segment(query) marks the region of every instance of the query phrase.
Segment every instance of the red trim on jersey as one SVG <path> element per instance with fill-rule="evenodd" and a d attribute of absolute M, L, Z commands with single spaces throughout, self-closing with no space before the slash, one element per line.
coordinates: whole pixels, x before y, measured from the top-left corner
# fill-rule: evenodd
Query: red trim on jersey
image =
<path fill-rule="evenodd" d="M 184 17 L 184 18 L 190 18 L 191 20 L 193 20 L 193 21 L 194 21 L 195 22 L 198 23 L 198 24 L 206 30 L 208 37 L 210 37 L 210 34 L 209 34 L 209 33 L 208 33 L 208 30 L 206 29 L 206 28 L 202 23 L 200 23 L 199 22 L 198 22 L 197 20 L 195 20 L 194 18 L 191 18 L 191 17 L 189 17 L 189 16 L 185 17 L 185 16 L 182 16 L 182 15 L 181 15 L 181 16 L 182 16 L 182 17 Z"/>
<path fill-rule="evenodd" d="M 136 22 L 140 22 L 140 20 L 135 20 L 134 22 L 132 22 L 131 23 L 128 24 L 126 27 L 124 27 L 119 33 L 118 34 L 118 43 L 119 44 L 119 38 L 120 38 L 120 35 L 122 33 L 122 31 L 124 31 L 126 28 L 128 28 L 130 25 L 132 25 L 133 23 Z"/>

» **Given problem**
Rewrite the listing above as a numbered list, one item per line, leaving out any blank lines.

» **The output**
1. segment(query) marks the region of every instance of the query phrase.
2. Segment every instance of the red trim on jersey as one SVG <path> element per instance with fill-rule="evenodd" and a d attribute of absolute M, L, Z commands with single spaces throughout, self-closing with no space before the slash, one element per line.
3. coordinates: whole pixels, x before y, measured from the top-left corner
4. # fill-rule: evenodd
5. Query: red trim on jersey
6. image =
7. <path fill-rule="evenodd" d="M 184 17 L 184 18 L 190 18 L 191 20 L 193 20 L 193 21 L 194 21 L 195 22 L 198 23 L 198 24 L 206 30 L 208 37 L 210 37 L 210 34 L 209 34 L 209 33 L 208 33 L 208 30 L 206 29 L 206 28 L 202 23 L 200 23 L 199 22 L 198 22 L 197 20 L 195 20 L 194 18 L 191 18 L 191 17 L 189 17 L 189 16 L 185 17 L 185 16 L 182 16 L 182 15 L 181 15 L 181 16 L 182 16 L 182 17 Z"/>
8. <path fill-rule="evenodd" d="M 136 22 L 140 22 L 140 20 L 135 20 L 134 22 L 132 22 L 131 23 L 128 24 L 126 27 L 124 27 L 119 33 L 118 34 L 118 43 L 119 44 L 119 38 L 120 38 L 120 35 L 122 33 L 122 31 L 124 31 L 126 28 L 128 28 L 130 25 L 132 25 L 133 23 Z"/>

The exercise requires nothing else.